Output the listing below as a JSON list of strings, one string per line with blank lines left out, covering everything from its first line down to the line containing "point(603, 228)", both ends included.

--- Begin ---

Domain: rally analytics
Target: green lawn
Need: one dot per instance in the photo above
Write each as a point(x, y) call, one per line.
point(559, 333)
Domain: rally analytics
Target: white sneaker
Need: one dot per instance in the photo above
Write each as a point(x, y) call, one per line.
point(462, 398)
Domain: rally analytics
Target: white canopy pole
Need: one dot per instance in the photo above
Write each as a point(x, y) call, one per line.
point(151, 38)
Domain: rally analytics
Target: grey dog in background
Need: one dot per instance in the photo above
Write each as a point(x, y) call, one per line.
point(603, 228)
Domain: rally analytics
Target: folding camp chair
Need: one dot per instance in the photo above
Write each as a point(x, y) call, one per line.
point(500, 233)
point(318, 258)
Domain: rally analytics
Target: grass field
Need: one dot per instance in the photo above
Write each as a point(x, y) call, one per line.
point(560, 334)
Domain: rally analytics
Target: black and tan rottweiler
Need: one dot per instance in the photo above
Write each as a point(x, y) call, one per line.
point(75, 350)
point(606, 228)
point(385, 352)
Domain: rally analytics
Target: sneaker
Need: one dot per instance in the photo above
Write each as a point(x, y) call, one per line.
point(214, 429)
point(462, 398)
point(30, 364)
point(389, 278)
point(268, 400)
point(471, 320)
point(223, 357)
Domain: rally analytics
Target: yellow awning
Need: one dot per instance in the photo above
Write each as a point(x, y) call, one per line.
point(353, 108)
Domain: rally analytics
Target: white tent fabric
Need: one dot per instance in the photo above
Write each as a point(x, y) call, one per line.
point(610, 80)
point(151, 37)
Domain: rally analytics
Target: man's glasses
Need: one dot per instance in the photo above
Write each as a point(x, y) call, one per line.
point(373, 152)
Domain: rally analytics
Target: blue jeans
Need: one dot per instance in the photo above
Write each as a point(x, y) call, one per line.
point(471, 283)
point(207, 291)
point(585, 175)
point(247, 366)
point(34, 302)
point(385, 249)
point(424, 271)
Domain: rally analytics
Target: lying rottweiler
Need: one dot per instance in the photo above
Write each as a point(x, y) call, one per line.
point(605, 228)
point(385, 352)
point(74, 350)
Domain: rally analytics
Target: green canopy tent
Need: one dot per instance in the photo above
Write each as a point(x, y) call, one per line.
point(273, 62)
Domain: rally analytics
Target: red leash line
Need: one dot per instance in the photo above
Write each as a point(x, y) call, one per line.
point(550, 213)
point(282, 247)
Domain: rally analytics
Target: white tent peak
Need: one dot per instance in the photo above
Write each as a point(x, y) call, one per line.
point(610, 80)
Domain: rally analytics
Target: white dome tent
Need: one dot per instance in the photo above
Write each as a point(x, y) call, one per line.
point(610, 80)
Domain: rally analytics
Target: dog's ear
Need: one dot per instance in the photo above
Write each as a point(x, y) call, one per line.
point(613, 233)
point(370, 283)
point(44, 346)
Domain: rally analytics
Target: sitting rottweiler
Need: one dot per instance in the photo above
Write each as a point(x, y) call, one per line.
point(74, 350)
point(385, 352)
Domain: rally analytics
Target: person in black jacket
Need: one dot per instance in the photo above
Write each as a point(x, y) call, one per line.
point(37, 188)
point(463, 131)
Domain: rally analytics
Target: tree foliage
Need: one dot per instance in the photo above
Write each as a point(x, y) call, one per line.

--- End ---

▶ **REPLY**
[
  "Domain: rally analytics",
  "Target: green lawn",
  "Need: one dot per instance in the photo above",
  "Write each as a point(x, y) call, one per line.",
  "point(559, 333)",
  "Domain: rally analytics",
  "Target: white sneaker",
  "Need: one dot per instance in the photo above",
  "Write each as a point(x, y) call, one per line.",
  "point(462, 398)",
  "Domain: rally analytics",
  "Target: white canopy pole",
  "Need: one dot per instance in the photo above",
  "Write each as a point(x, y) call, one per line.",
  "point(151, 38)",
  "Domain: rally analytics",
  "Target: grey dog in background",
  "Need: one dot per instance in the photo above",
  "Write each as a point(x, y) call, one per line.",
  "point(603, 228)"
]